- [Task description]:
Can you give every line of the records below as a JSON list of strings, with one string per line and the blank lines left out?

## start Data in this exercise

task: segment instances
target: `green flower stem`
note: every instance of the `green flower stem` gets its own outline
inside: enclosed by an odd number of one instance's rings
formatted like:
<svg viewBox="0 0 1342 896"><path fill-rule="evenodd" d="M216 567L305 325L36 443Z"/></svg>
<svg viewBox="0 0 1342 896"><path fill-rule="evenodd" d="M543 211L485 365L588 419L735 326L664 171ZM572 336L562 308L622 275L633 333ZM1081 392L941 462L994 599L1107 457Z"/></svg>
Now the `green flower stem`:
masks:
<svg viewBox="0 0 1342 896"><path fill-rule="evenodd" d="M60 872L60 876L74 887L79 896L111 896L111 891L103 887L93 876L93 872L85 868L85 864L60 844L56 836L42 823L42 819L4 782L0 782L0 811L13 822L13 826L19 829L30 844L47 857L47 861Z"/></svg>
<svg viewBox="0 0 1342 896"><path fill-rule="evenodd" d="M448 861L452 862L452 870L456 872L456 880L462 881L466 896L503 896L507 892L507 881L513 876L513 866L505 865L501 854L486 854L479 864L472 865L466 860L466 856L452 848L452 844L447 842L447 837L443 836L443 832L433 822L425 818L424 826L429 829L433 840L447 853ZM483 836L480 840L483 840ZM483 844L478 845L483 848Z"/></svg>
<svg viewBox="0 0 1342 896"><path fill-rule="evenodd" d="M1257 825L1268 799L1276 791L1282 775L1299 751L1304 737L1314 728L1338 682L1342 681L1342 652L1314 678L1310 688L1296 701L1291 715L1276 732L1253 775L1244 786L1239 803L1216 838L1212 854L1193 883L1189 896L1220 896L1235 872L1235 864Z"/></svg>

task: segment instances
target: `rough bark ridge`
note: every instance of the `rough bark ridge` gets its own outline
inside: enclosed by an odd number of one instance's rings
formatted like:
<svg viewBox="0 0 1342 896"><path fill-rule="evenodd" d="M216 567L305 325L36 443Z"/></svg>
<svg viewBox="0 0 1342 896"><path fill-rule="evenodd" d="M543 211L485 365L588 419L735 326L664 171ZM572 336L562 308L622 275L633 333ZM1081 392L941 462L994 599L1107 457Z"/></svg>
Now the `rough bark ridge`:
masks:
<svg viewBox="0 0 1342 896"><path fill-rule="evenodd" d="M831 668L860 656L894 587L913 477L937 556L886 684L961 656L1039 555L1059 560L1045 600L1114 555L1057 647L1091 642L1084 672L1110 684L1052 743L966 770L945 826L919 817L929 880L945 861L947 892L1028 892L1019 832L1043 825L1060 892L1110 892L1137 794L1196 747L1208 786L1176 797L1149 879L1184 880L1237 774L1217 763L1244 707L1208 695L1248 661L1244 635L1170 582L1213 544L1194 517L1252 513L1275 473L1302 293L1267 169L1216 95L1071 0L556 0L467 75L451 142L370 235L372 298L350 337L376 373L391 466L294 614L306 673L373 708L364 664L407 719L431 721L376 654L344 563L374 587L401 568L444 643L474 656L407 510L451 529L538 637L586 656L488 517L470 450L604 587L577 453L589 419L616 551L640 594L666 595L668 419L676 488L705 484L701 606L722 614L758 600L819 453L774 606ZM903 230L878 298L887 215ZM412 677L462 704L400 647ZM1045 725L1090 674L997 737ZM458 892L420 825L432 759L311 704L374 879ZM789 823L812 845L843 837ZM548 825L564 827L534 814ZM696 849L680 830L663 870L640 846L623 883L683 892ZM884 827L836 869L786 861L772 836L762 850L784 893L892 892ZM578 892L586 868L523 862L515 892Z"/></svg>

## end Data in this exercise

- [Correct result]:
[
  "task: segment instances",
  "target: `green flower stem`",
  "note: every instance of the `green flower stem` gets its own outline",
  "inside: enclosed by an odd number of one instance's rings",
  "formatted like:",
  "<svg viewBox=\"0 0 1342 896\"><path fill-rule=\"evenodd\" d=\"M216 567L305 325L36 443Z\"/></svg>",
  "<svg viewBox=\"0 0 1342 896\"><path fill-rule=\"evenodd\" d=\"M543 211L485 365L588 419L735 326L664 171ZM572 336L562 308L622 275L633 333ZM1081 392L941 462L994 599L1107 457Z\"/></svg>",
  "Now the `green flower stem`:",
  "masks:",
  "<svg viewBox=\"0 0 1342 896\"><path fill-rule=\"evenodd\" d=\"M60 872L60 876L74 887L79 896L111 896L111 891L103 887L93 876L93 872L85 868L85 864L60 844L56 836L42 823L42 819L4 782L0 782L0 811L13 822L13 826L19 829L30 844L47 857L47 861Z\"/></svg>",
  "<svg viewBox=\"0 0 1342 896\"><path fill-rule=\"evenodd\" d=\"M448 861L452 862L452 870L456 872L456 880L462 881L466 896L503 896L507 892L507 881L513 876L513 866L505 865L501 854L486 854L479 864L472 865L466 860L466 856L452 848L452 844L447 842L447 837L443 836L443 832L433 822L425 818L424 826L429 829L433 840L447 853ZM483 836L480 840L483 840ZM483 844L478 845L483 848Z\"/></svg>",
  "<svg viewBox=\"0 0 1342 896\"><path fill-rule=\"evenodd\" d=\"M1257 825L1268 799L1276 791L1282 775L1299 751L1304 737L1314 728L1338 682L1342 681L1342 652L1314 678L1310 688L1296 701L1291 715L1276 732L1253 775L1244 786L1239 803L1216 838L1212 854L1193 883L1189 896L1220 896L1235 872L1235 864Z\"/></svg>",
  "task: segment instances",
  "target: `rough bark ridge`",
  "note: every instance of the `rough bark ridge` gets its own outline",
  "inside: enclosed by an odd number of one instance's rings",
  "formatted like:",
  "<svg viewBox=\"0 0 1342 896\"><path fill-rule=\"evenodd\" d=\"M216 567L305 325L36 443Z\"/></svg>",
  "<svg viewBox=\"0 0 1342 896\"><path fill-rule=\"evenodd\" d=\"M543 211L485 365L588 419L735 326L664 171ZM572 336L562 308L622 275L633 333ZM1081 392L941 462L994 599L1107 457Z\"/></svg>",
  "Now the `rough bark ridge`:",
  "masks:",
  "<svg viewBox=\"0 0 1342 896\"><path fill-rule=\"evenodd\" d=\"M831 668L860 656L894 587L913 477L937 556L886 684L961 656L1039 555L1059 560L1045 600L1114 555L1057 647L1091 642L1084 672L1110 684L1052 743L966 770L945 826L919 817L929 880L945 861L947 892L1028 892L1019 832L1043 825L1060 892L1110 892L1137 794L1196 747L1208 786L1176 797L1149 879L1184 880L1237 774L1217 763L1244 707L1208 695L1248 661L1244 635L1170 582L1213 544L1194 517L1252 513L1275 473L1302 293L1267 169L1216 95L1071 0L556 0L467 75L451 142L370 235L372 298L350 337L376 373L391 466L294 614L306 673L373 708L364 664L407 719L431 721L376 654L344 563L374 587L401 568L444 643L474 656L407 510L451 529L538 637L586 656L488 517L470 450L604 587L577 453L589 419L616 551L640 594L666 595L668 419L676 488L705 484L701 606L722 614L758 600L819 453L774 606ZM903 230L878 298L887 215ZM412 677L462 704L400 647ZM1045 725L1090 674L997 737ZM458 892L420 825L432 759L311 704L374 879ZM789 823L812 845L843 837ZM548 825L564 827L534 814ZM696 849L680 830L663 870L640 846L623 883L683 892ZM884 827L836 869L786 861L772 836L762 850L784 893L892 892ZM578 892L586 868L523 862L515 892Z\"/></svg>"
]